First off, I'm six months in. I know just enough to know that I know nothing. I did well in school, but now I'm second-guessing myself a lot and it is interrupting my sleep. I don't even know if what I'm stressing about really is something that was worth worrying about, or if I'm making mountains out of molehills.
Three nights ago I was giving report on a patient that had been on our unit for about a week. She had a perforated bowel that had been corrected, which involved several drains (most of which by this time were clamped) and many rounds of IV antibiotics and ongoing IV fluid. Our unit doesn't generally have patients with bowel preforations, but the hospital was full and so we got a lot of med-surg overflow. Despite not being our usual patient, I think we had been handing her needs pretty well. This patient had been on a normal diet for a few days and had a foley catheter out two days prior. The previous day, she suddenly started having diarrhea all day and chose not to eat at all because of the diarrhea. Day shift notified the physician who said to start measuring all output and notify in 24 hours if diarrhea is ongoing.
When I got shift report for the night shift on this patient, she was exhausted. All she wanted to do was sleep. The physician was at the bedside when I took report, so I made sure that he was updated everything I got in report and he seemed unconcerned. No new orders, just some discontinued ones that were no longer pertinent, but nothing regarding output - just monitor. I got the patient comfortable and let her sleep, beyond the usual interruptions to hang antibiotics and take vitals, etc. It was a really busy shift and we were understaffed so we each had 1-2 more patients than usual for this unit and mine were particularly needly. At 5 AM, I noticed that she hadn't had any output at all this shift, neither urine nor stool. I asked her if she needed to use the bathroom when I hung the 5 AM antibiotics, but she said she didn't need to yet. IV fluids were running all night at 75 mL/hr, with 200 mL/hr intermittent antibiotics. I mentioned it to my charge and she said not to worry about it but to let day shift know.

§ **YOUR OBJECTIVE**
What drains, catheters and IV infusions does the nursing account mention in connection with the patient? These entries have no connection to the nursing account.

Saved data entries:
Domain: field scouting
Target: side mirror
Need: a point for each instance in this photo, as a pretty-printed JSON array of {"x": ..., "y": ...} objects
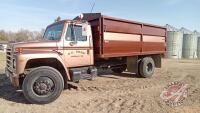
[
  {"x": 84, "y": 29},
  {"x": 73, "y": 43}
]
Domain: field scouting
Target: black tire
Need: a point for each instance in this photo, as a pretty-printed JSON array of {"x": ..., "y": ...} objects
[
  {"x": 119, "y": 69},
  {"x": 146, "y": 67},
  {"x": 43, "y": 85}
]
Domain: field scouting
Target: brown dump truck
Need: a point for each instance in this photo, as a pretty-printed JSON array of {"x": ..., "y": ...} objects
[{"x": 72, "y": 50}]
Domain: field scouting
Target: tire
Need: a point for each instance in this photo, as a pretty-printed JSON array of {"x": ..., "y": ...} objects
[
  {"x": 119, "y": 69},
  {"x": 43, "y": 85},
  {"x": 146, "y": 67}
]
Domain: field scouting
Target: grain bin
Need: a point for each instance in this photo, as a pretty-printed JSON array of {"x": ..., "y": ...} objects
[
  {"x": 174, "y": 44},
  {"x": 198, "y": 48},
  {"x": 190, "y": 46}
]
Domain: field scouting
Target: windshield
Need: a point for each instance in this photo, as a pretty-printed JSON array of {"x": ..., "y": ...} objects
[{"x": 54, "y": 32}]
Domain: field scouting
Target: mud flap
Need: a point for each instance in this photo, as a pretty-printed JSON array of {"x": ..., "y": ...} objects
[{"x": 132, "y": 64}]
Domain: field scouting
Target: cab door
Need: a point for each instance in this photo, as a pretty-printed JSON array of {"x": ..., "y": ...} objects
[{"x": 78, "y": 49}]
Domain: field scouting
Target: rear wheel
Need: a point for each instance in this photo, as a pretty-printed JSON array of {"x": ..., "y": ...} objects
[
  {"x": 43, "y": 85},
  {"x": 119, "y": 69},
  {"x": 146, "y": 67}
]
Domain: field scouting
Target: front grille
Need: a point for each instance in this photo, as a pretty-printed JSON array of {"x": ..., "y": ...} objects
[{"x": 9, "y": 59}]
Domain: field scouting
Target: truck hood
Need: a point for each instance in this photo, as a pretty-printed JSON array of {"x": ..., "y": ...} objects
[{"x": 35, "y": 44}]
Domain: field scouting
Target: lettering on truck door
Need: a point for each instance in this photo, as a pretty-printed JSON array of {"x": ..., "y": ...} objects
[{"x": 77, "y": 47}]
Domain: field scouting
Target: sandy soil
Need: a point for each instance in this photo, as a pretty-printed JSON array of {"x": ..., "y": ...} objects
[{"x": 112, "y": 93}]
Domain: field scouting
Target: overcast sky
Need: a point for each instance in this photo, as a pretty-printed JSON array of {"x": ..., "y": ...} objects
[{"x": 37, "y": 14}]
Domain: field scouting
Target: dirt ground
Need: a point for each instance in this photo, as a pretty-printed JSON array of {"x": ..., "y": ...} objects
[{"x": 112, "y": 93}]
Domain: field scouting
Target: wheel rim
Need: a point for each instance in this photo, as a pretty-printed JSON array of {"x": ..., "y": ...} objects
[
  {"x": 43, "y": 86},
  {"x": 149, "y": 67}
]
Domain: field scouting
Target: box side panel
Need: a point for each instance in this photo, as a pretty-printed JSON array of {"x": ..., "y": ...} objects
[{"x": 122, "y": 38}]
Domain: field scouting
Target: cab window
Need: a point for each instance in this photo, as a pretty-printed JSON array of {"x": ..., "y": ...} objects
[{"x": 74, "y": 33}]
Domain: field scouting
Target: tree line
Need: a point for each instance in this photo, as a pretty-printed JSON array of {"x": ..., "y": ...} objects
[{"x": 21, "y": 35}]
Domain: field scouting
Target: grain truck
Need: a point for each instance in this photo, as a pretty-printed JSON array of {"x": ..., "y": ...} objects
[{"x": 72, "y": 50}]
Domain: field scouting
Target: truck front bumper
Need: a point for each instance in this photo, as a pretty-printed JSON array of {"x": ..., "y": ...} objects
[{"x": 13, "y": 78}]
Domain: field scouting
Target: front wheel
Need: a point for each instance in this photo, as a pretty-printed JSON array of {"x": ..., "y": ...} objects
[{"x": 43, "y": 85}]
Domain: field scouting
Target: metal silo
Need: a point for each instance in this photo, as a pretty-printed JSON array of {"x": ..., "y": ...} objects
[
  {"x": 190, "y": 46},
  {"x": 198, "y": 48},
  {"x": 174, "y": 44}
]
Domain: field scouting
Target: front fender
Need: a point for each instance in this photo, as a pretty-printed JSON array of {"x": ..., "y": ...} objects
[{"x": 22, "y": 59}]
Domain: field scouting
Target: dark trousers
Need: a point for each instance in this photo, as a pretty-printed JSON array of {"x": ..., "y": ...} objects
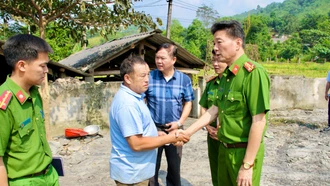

§ **RESPONSE TO THE TASK**
- Drains
- Foley catheter
- IV antibiotics
- IV fluid